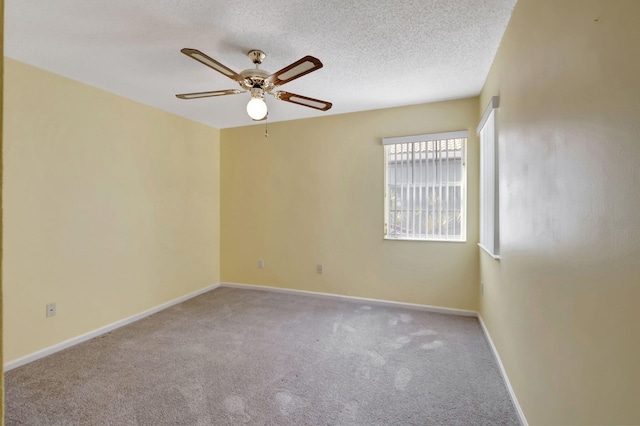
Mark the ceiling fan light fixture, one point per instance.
(257, 107)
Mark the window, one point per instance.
(425, 187)
(489, 207)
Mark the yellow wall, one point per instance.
(111, 208)
(562, 304)
(312, 193)
(1, 164)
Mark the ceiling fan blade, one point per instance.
(303, 100)
(297, 69)
(212, 63)
(209, 94)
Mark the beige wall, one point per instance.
(111, 208)
(562, 304)
(1, 227)
(312, 193)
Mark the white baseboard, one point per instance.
(82, 338)
(523, 419)
(102, 330)
(379, 302)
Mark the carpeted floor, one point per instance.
(235, 356)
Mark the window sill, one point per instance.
(425, 240)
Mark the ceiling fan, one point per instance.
(258, 82)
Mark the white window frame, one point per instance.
(461, 134)
(489, 183)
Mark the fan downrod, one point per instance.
(256, 56)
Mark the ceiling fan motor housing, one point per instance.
(256, 78)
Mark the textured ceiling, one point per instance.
(376, 54)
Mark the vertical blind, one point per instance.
(425, 191)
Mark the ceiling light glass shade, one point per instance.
(257, 108)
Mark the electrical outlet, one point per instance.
(51, 310)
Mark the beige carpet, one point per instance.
(233, 356)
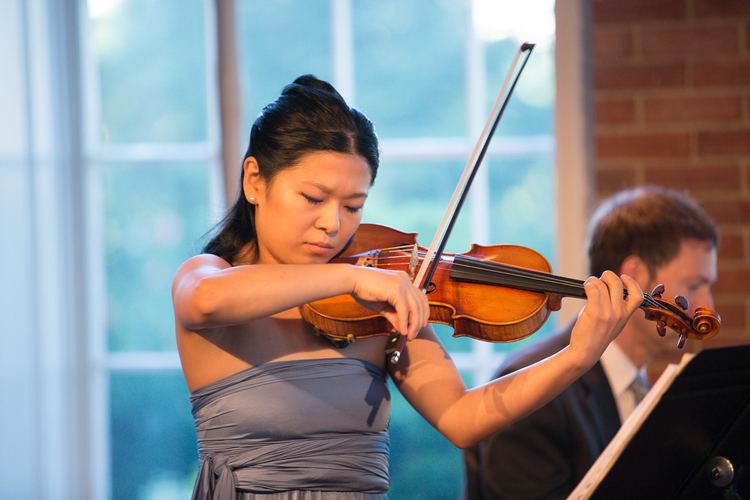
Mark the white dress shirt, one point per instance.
(620, 372)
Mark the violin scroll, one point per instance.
(704, 324)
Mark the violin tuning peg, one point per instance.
(682, 302)
(681, 341)
(657, 291)
(661, 328)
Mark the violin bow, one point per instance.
(434, 253)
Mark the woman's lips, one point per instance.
(319, 248)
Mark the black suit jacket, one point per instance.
(546, 454)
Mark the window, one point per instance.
(425, 71)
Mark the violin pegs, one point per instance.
(681, 341)
(661, 327)
(682, 302)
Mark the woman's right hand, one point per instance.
(392, 294)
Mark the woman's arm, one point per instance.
(208, 293)
(430, 381)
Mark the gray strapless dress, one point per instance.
(294, 430)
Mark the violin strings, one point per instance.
(493, 268)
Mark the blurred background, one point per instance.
(124, 122)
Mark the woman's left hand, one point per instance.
(605, 314)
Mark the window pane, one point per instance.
(269, 61)
(154, 218)
(153, 450)
(410, 66)
(418, 451)
(530, 109)
(150, 61)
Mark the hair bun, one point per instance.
(306, 82)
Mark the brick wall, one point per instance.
(671, 99)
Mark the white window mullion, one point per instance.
(342, 46)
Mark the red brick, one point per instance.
(727, 339)
(728, 211)
(608, 11)
(689, 40)
(642, 145)
(640, 76)
(678, 109)
(722, 8)
(727, 142)
(732, 315)
(727, 72)
(610, 180)
(614, 111)
(731, 246)
(610, 42)
(733, 281)
(695, 178)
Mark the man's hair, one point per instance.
(649, 222)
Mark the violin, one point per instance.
(497, 293)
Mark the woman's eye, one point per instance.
(311, 200)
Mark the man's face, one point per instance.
(691, 274)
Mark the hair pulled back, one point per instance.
(309, 116)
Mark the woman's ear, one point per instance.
(252, 181)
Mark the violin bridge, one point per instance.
(413, 261)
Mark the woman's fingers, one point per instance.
(635, 294)
(616, 295)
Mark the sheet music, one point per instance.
(612, 452)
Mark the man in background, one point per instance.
(656, 236)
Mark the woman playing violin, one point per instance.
(282, 411)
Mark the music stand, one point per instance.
(696, 442)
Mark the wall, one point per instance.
(671, 101)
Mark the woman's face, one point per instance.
(309, 211)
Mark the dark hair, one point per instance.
(309, 116)
(650, 222)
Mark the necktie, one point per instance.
(639, 387)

################

#### What is expected
Word for word, copy all the entries above, but with no pictures.

#### Result
Mark the ceiling fan light fixture, one point per instance.
(257, 107)
Mark the window, one point per instance.
(425, 187)
(489, 207)
Mark the yellow wall, one point per instance.
(111, 208)
(562, 304)
(312, 193)
(1, 164)
Mark the ceiling fan blade, one point per instance.
(303, 100)
(297, 69)
(212, 63)
(209, 94)
Mark the beige wall, one point per instance.
(111, 208)
(562, 304)
(1, 227)
(312, 193)
Mark the white baseboard, one point per instance.
(82, 338)
(523, 419)
(102, 330)
(379, 302)
Mark the carpeted floor, one point per instance.
(235, 356)
Mark the window sill, one point per instance.
(425, 240)
Mark the ceiling fan, one point per instance.
(258, 82)
Mark the white window frame, one point per instance.
(461, 134)
(489, 183)
Mark the fan downrod, one point per instance.
(256, 56)
Mark the ceiling fan motor housing, one point per instance.
(256, 78)
Mark the textured ceiling, one point per instance.
(376, 54)
Mark the vertical blind, one point per instance.
(425, 191)
Mark the ceiling light glass shade, one point per instance.
(257, 108)
Mark the electrical outlet, one point per instance.
(51, 310)
Mark the beige carpet, one point per instance.
(233, 356)
Mark the white dress shirt, one point per instance.
(620, 372)
Mark the violin scroll, one point per instance.
(704, 324)
Mark the violin tuning peg, one point per instance.
(682, 302)
(681, 341)
(657, 291)
(661, 328)
Mark the violin bow, one point per instance.
(434, 253)
Mark the woman's lips, one point per instance.
(319, 248)
Mark the black suit jacket, one point per instance.
(546, 454)
Mark the window, one point per instance.
(425, 71)
Mark the violin pegs, one point per instance.
(681, 341)
(661, 327)
(682, 302)
Mark the woman's right hand, one point per instance.
(392, 294)
Mark the woman's arm, one point per instance.
(208, 293)
(430, 381)
Mark the gray strapless dress, one point per instance.
(294, 430)
Mark the violin strings, one point per instance.
(493, 268)
Mark the blurred background, one point per instance.
(124, 122)
Mark the woman's left hand, one point per instance.
(605, 314)
Mark the window pane, one point per instance.
(269, 61)
(154, 218)
(153, 450)
(410, 66)
(418, 451)
(530, 109)
(150, 61)
Mark the hair bun, one point per instance.
(306, 82)
Mark the brick wall, one point per instance.
(671, 99)
Mark the white window mullion, one point per instance.
(342, 46)
Mark the red brick, one point per instance.
(727, 339)
(728, 211)
(608, 11)
(689, 40)
(642, 145)
(640, 76)
(678, 109)
(722, 8)
(727, 142)
(732, 315)
(727, 72)
(610, 180)
(614, 111)
(731, 246)
(610, 42)
(733, 281)
(695, 178)
Mark the man's hair, one point per instance.
(649, 222)
Mark the violin, one point per instance.
(497, 293)
Mark the woman's eye, one point per instance.
(311, 200)
Mark the man's face, one point per instance.
(691, 274)
Mark the hair pulled back, one point per instance.
(309, 116)
Mark the woman's ear, one point per instance.
(252, 181)
Mark the violin bridge, one point per instance.
(413, 261)
Mark the woman's fingers, one point per instance.
(635, 294)
(616, 295)
Mark the sheet music, one point per instance.
(612, 452)
Mark the man in background, one point per instance.
(656, 236)
Mark the woman playing violin, one point per instance.
(282, 411)
Mark the music stand, one point per instance.
(696, 442)
Mark the wall, one point per instance.
(671, 101)
Mark the woman's face, one point per instance.
(309, 211)
Mark the dark hair, one point per instance.
(309, 116)
(650, 222)
Mark the necktie, one point per instance.
(639, 387)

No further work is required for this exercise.